* THE TASK:
Please give the entries below again exactly, omitting every picture.

* DATA TO USE:
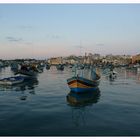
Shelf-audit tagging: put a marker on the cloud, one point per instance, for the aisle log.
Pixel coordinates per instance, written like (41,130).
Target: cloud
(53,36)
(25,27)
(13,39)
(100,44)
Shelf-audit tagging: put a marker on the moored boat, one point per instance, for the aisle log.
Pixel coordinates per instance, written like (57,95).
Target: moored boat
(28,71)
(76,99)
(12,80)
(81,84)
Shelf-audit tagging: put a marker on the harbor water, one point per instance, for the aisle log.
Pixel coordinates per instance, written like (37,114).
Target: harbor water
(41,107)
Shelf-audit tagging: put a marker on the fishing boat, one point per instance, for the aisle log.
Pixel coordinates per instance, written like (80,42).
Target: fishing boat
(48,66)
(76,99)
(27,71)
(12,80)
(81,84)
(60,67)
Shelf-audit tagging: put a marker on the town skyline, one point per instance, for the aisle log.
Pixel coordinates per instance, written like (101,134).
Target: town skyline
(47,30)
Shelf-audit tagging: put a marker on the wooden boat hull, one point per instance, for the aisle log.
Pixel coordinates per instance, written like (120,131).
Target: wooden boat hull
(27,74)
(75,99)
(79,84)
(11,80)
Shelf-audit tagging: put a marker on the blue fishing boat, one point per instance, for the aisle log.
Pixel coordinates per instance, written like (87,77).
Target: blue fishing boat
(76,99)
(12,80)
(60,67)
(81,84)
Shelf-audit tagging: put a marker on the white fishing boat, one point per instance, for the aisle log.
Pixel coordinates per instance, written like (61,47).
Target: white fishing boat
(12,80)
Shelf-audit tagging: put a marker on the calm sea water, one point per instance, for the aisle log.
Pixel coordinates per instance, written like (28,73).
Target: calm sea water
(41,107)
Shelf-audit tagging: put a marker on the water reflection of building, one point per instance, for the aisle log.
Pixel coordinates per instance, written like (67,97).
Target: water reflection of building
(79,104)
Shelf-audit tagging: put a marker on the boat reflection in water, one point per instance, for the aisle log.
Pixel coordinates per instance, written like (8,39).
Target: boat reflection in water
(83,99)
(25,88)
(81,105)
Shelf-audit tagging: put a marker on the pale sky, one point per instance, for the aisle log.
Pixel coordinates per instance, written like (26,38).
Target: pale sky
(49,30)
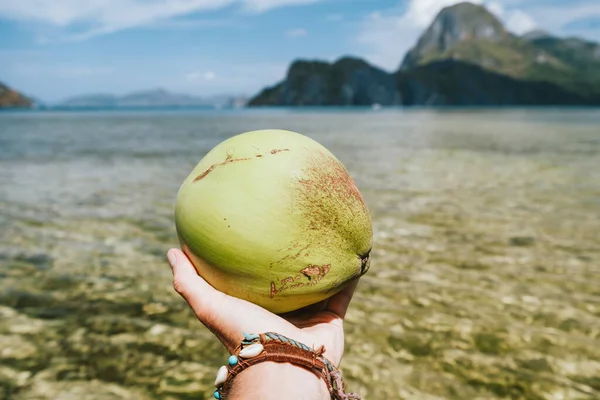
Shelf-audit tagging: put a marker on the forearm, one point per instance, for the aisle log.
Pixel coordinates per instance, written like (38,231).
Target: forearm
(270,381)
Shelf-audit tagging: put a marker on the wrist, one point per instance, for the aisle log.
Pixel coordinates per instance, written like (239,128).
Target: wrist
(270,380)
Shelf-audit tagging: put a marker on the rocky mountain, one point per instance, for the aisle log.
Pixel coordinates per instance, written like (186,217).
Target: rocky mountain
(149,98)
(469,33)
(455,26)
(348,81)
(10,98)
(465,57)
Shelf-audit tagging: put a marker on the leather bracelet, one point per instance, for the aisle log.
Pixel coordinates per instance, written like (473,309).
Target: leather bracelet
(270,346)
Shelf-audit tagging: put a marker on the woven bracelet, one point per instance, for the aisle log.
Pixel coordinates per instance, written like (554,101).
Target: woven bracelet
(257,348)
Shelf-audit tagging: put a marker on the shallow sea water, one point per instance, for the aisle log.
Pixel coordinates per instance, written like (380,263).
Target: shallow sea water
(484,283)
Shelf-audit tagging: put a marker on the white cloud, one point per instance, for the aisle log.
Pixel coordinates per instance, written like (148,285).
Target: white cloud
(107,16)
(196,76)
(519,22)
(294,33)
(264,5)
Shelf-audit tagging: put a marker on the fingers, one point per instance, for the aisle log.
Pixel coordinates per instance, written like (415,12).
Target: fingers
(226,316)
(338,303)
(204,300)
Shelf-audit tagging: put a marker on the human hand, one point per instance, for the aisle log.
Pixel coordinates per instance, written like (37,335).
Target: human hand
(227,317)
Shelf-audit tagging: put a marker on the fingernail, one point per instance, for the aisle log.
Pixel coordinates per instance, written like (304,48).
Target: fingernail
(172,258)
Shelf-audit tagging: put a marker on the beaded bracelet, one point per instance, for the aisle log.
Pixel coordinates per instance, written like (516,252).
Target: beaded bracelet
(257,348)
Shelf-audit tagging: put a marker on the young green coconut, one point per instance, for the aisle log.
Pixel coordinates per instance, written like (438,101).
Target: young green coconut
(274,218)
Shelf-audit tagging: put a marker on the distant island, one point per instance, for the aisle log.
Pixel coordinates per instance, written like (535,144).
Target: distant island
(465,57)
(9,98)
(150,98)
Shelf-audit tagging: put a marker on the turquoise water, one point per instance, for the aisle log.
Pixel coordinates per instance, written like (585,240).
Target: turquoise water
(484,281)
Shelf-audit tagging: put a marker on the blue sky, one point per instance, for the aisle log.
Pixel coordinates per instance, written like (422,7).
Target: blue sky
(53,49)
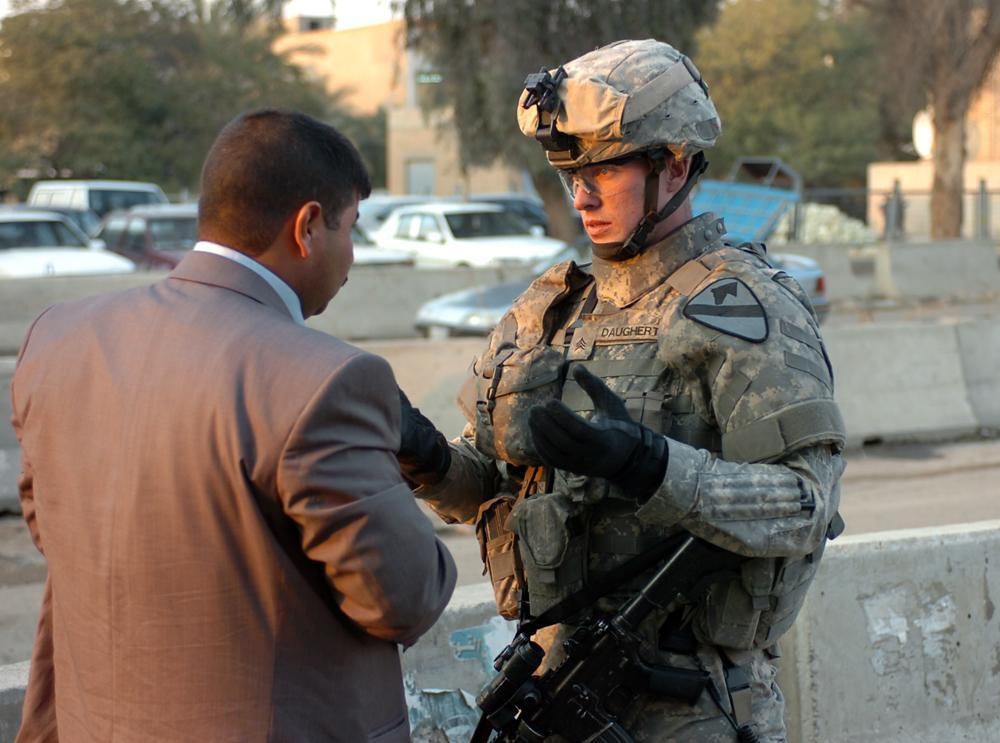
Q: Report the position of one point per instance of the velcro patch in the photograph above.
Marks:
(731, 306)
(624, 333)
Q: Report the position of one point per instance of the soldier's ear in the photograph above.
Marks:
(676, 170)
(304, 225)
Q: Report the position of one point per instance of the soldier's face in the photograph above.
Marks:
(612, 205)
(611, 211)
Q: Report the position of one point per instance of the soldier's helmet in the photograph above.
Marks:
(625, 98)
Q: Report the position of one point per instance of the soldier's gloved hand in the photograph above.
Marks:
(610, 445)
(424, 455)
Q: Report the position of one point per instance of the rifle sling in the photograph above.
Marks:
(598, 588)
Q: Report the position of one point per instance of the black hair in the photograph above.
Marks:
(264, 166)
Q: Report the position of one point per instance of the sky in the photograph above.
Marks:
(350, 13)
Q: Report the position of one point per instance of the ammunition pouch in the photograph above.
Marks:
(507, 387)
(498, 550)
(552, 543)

* EXERCISE ANSWER:
Shelf-audit tagging: put a marker on the cloud, one point per instance, for the aisle log.
Pixel coordinates per instance, written like (41,130).
Target: cloud
(53,36)
(25,27)
(13,39)
(100,44)
Shelf-audit tagging: put a marker on the moored boat, one point per instance, for the aisle log.
Pixel coordinates per instance, written like (57,95).
Target: moored boat
(28,71)
(76,99)
(12,80)
(81,84)
Shelf-audit tagging: put a marker on the harbor water, one point per instance, for the aisle log.
Pixel coordinates per instance, written like (37,114).
Target: harbor water
(41,107)
Shelf-audit tagging: put a marker on the fishing boat, one point per instance, for the aisle log.
Pixel coordinates per instance, written like (80,42).
Target: fishing boat
(48,66)
(76,99)
(27,71)
(12,80)
(81,84)
(60,67)
Shelf-audit tagging: put a marker on the town skyline, one point per instance, for the aisle log.
Pixel coordinates per instance, written like (101,134).
Target: town skyline
(47,30)
Shelf-audit tagging: put a marker on the wooden boat hull, one point per instance, for the aisle log.
Pixel coordinates per instance, written like (120,131).
Target: wooden boat hull
(27,74)
(75,99)
(79,84)
(11,80)
Shelf-audit tagging: put a marker on the blue fishing boat, one point per instance, for the aisle log.
Pixel coordinates per instance, written like (87,77).
Target: blue fishing boat
(76,99)
(12,80)
(60,67)
(81,84)
Shelf-audit tagging: put a marker on the white fishing boat, one point per instance, for the aisle log.
Pixel coordinates per instance, written like (61,47).
Target: white fishing boat
(12,80)
Shelf-audit tagging: put a marker on the calm sea water, one point per instance, for the aisle log.
Pixel coordinates per instance, written like (28,73).
Target: calm sea water
(41,107)
Shelf-audit tagging: put a marker on the water reflection of building, one point per instance, for the aisle log.
Pixel coordinates per instance, written like (67,97).
Target: water reflection of building
(79,104)
Shelf-audit tagging: put a marker on the boat reflection in water, one point per instance, for the aisle log.
Pixel coordinates per instance, written like (8,39).
Target: boat reflection in water
(83,99)
(25,88)
(81,105)
Shelf-audit tagging: put a marker on the pale sky, one point per instance, for the aisle log.
Pixel coordinates per instance, written like (26,38).
Target: pale sky
(49,30)
Shelf-audit tagging: put a marker on the forearm, one point per instance, for the aisle log.
Pixel coordinates per instance, written like (38,231).
Target: forearm
(270,381)
Shelf-audit tagging: put a marker on the wrist, one point per instance, for the aisle log.
Pixel coordinates per instance, written like (239,128).
Target: wrist
(270,380)
Shelf-audit tagging: put a marker on the rocky mountain, one point per instance, for the aisle log.
Pixel coordinates per instance, written like (186,217).
Target: rocky mountain
(149,98)
(469,33)
(455,26)
(348,81)
(10,98)
(465,57)
Shelf-audit tagging: put a marker on the leather bracelet, one point per instance, for the aisle log.
Pixel coordinates per instance, written like (473,309).
Target: leather bracelet
(270,346)
Shelf-audit tagging: put a marker on the woven bracelet, one point per instance, for the aisle log.
Pixel coordinates per instance, written like (554,101).
Target: woven bracelet
(257,348)
Shelf-audit tagging: put a marker on the shallow sea water, one point per instance, for the aisle log.
Pixel coordinates per instance, written like (380,263).
Target: shallow sea water
(484,283)
Shelf-audit tagging: put a marker on the white cloud, one point per instance, for the aisle log.
Pixel coordinates per instance, written like (148,285).
Target: white cloud
(107,16)
(196,76)
(519,22)
(294,33)
(264,5)
Shelf-audit tagging: put a marker on the fingers, one point per instance, for the aisle log.
Pixel coordinates per instance, written like (415,12).
Target: fingers
(226,316)
(338,303)
(204,300)
Shelf-audit tagging: put a marker on the human hand, one point per instance, for the aisle log.
Pixel coordinates per instance, written like (37,335).
Target: human hand
(227,317)
Shelf-audit tagging: put a marker on the fingernail, one point per instance, for the aisle log.
Pixel coordinates per instance, written like (304,48).
Target: fingernail
(172,258)
Shelf-audit tagging: put a marker on the beaded bracelet, one point per instance, for the aisle log.
Pixel coordinates per instance, written like (516,252).
Target: beaded bracelet
(257,348)
Shelf-audit tagging: put a marker on the young green coconut, one point per instance, for the aisle log.
Pixel coordinates per instance, written like (438,101).
Target: young green coconut
(274,218)
Shelf-audit tagging: put a marker on the distant island, one point per instance, for the aisle log.
Pixel coordinates per instance, written like (535,144).
Target: distant island
(465,57)
(9,98)
(150,98)
Shelf-audit tagging: put a marker on the turquoise water, one point per instance, for the aisle log.
Pixel coordinates per instance, written like (585,240).
Target: turquoise water
(484,281)
Shelf-audit tagging: put a marker on the blue sky, one point per instance, for the aisle log.
Pixel coordinates per instance, written like (422,7).
Target: blue sky
(53,49)
Q: Report the position of one point per instance of the velcro patch in the photograph above.
Marks:
(731, 306)
(624, 333)
Q: Report the position of one point per instance of the soldier's ear in the photograph above.
Marks:
(676, 170)
(304, 225)
Q: Report the position of one point per instance of the soldier's face in the photograph above.
Marks:
(612, 205)
(611, 211)
Q: Report the position of one point per instance of the soldier's helmet in the photograph above.
Marks:
(625, 98)
Q: Report the position of one point per instance of the soldier's gloved hand in the photograph above.
Marks:
(610, 445)
(424, 455)
Q: Report the position of one point per instance of the rifle sling in the photograph above.
Marks:
(598, 588)
Q: Report the position of one point per instance of the black hair in the photograph above.
Marks:
(264, 166)
Q: Report the position of one point per instance of the sky in the photograph above.
Marks:
(350, 13)
Q: Report the position of one point per instance of the ammunition pouch in the photograph above.
Marks:
(507, 387)
(498, 550)
(552, 543)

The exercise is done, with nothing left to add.